+++ DATA IN THIS EXERCISE +++

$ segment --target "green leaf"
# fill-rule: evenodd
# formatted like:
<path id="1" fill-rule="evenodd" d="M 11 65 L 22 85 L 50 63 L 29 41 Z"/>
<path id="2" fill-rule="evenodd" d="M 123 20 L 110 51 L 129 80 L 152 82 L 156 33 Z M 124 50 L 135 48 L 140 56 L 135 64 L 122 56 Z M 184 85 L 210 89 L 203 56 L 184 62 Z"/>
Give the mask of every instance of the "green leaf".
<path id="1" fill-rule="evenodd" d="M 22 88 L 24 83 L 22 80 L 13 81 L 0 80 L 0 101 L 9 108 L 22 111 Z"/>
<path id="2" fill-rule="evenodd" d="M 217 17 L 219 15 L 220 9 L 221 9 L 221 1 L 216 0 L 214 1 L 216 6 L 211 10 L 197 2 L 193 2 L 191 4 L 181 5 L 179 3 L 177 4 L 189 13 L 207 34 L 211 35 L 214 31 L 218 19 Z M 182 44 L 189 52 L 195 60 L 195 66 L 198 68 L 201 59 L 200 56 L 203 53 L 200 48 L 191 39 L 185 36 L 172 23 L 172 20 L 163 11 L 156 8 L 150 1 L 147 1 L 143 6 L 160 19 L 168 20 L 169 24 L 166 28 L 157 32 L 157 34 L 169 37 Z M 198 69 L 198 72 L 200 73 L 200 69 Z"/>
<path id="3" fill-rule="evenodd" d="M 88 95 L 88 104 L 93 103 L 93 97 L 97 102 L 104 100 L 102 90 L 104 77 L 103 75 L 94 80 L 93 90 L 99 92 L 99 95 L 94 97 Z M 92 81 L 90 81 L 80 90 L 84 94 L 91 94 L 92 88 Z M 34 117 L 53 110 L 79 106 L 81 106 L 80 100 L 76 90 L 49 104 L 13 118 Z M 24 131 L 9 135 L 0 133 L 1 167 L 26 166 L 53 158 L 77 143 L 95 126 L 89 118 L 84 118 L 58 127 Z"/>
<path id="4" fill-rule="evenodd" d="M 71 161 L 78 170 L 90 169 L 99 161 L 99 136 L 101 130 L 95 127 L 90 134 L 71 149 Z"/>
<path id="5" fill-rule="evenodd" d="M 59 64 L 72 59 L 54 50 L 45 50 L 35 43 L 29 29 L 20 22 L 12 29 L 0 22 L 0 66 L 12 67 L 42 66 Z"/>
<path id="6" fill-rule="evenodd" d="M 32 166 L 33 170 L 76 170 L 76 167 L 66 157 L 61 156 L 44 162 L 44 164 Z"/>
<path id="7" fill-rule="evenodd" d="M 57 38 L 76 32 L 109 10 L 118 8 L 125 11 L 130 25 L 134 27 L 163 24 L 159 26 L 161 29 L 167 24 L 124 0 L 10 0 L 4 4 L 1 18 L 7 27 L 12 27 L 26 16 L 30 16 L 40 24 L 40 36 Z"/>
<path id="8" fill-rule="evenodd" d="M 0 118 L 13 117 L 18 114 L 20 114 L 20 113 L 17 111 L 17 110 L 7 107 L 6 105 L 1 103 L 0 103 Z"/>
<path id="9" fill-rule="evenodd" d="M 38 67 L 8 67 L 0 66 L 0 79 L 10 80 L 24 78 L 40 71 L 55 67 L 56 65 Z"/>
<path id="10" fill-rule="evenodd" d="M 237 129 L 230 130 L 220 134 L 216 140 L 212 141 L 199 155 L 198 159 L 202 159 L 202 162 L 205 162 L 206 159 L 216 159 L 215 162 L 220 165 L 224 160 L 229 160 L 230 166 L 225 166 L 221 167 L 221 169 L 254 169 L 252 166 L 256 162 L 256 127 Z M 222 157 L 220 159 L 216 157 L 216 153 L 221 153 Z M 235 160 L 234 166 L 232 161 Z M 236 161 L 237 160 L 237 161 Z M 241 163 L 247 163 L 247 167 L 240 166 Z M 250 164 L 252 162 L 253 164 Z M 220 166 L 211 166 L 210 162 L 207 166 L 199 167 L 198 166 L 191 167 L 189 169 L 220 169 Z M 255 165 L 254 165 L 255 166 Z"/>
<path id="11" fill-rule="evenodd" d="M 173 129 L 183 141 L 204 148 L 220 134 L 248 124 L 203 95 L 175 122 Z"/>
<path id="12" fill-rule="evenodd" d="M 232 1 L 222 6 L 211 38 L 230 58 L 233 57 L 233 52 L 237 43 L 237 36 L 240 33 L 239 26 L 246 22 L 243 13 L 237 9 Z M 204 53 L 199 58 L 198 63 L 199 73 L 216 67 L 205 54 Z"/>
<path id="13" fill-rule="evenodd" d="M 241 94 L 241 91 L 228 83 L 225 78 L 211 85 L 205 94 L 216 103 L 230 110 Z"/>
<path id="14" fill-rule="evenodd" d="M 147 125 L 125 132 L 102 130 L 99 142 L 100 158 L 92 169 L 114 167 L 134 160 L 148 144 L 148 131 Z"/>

+++

→ **SHORT TASK**: Collect every line of the material above that contains the word "leaf".

→ **COMPLETE ANSWER**:
$ segment --target "green leaf"
Give the mask of every instance of the "green leaf".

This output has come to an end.